In this paper, we propose a new deep learning approach to predicting solar flares using time series of SHARP parameters. Our approach employs a transformer-based framework, named SolarFlareNet, which predicts whether there would be a flare within 24 to 72 h, where the flare could be a \(\ge\)M5.0-, \(\ge\)M-, or \(\ge\)C-class flare. We further extend SolarFlareNet to produce probabilistic forecasts of flares and implement the probabilistic model into an operational, near real-time flare forecasting system. Experimental results demonstrate that SolarFlareNet generally performs better than, or is comparable to, related flare prediction methods.

Results

Deterministic prediction tasks

For any given active region (AR) and time point t, we predict whether there would be a \(\gamma\)-class flare within the next 24 h (48 h, 72 h, respectively) of t where \(\gamma\) can be \(\ge\)M5.0, \(\ge\)M, or \(\ge\)C. A \(\ge\)M5.0-class flare means the GOES X-ray flux value of the flare is above \(5 \times 10^{-5}\text{ Wm}^{-2}\). A \(\ge\)M-class flare refers to an X- or M-class flare. A \(\ge\)C-class flare refers to an X-class, M-class, or C-class flare. We focus on these three classes of flares due to their importance in space weather9,19,23,33. We developed three transformer models to tackle the three prediction tasks individually and separately. Notice that we did not consider \(\gamma\) to be \(\ge\)X due to the lack of samples for X-class flares. Instead, we use \(\ge\)M5.0 as the most significant class, which contains sufficient samples.

Saved data entries:
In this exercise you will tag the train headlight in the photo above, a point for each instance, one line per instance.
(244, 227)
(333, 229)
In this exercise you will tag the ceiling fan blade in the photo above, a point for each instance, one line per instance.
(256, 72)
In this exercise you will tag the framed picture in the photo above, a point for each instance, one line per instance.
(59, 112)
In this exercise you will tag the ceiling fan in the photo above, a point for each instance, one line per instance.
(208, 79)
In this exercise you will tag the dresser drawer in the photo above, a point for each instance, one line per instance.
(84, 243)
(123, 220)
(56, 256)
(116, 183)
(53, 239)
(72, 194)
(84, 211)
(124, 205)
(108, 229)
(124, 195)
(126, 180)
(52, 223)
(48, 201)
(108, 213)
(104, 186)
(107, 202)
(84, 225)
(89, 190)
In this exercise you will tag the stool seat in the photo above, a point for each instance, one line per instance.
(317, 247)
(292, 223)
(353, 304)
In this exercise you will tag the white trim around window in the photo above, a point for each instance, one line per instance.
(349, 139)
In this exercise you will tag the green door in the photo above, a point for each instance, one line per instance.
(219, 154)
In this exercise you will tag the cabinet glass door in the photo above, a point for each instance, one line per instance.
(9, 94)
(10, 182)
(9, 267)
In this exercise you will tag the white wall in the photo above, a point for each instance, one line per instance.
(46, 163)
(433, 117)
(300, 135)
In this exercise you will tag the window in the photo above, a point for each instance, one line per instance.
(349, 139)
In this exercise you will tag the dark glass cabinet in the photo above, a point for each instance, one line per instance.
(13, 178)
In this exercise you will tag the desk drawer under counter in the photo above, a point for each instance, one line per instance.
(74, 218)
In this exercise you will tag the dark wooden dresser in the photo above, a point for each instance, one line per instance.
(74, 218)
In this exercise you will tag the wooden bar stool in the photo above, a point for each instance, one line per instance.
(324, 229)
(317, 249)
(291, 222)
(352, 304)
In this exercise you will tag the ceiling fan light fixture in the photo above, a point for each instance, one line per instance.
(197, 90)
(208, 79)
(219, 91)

- Short task 1
In the solar flare prediction text, why did the authors not treat ≥X as a flare class?
- Short task 2
Copy the records word for word, starting at the line with "In this exercise you will tag the stool" and continuing through the last line of the records.

- Complete answer 1
There were not enough samples of X-class flares.

- Complete answer 2
In this exercise you will tag the stool seat in the photo above, a point for each instance, one line per instance.
(317, 247)
(292, 223)
(353, 304)
In this exercise you will tag the white trim around window in the photo above, a point for each instance, one line per instance.
(349, 139)
In this exercise you will tag the green door in the photo above, a point for each instance, one line per instance.
(219, 154)
In this exercise you will tag the cabinet glass door in the photo above, a point for each instance, one line per instance.
(9, 94)
(10, 182)
(9, 267)
In this exercise you will tag the white wall in the photo above, a point for each instance, one line per instance.
(46, 163)
(433, 117)
(300, 135)
In this exercise you will tag the window in the photo above, a point for each instance, one line per instance.
(349, 139)
In this exercise you will tag the dark glass cabinet in the photo above, a point for each instance, one line per instance.
(13, 178)
In this exercise you will tag the desk drawer under counter in the photo above, a point for each instance, one line per instance.
(74, 218)
In this exercise you will tag the dark wooden dresser in the photo above, a point for each instance, one line per instance.
(74, 218)
In this exercise you will tag the wooden bar stool in the photo above, a point for each instance, one line per instance.
(324, 229)
(317, 249)
(291, 222)
(352, 304)
In this exercise you will tag the ceiling fan light fixture in the photo above, a point for each instance, one line per instance.
(197, 90)
(208, 79)
(219, 91)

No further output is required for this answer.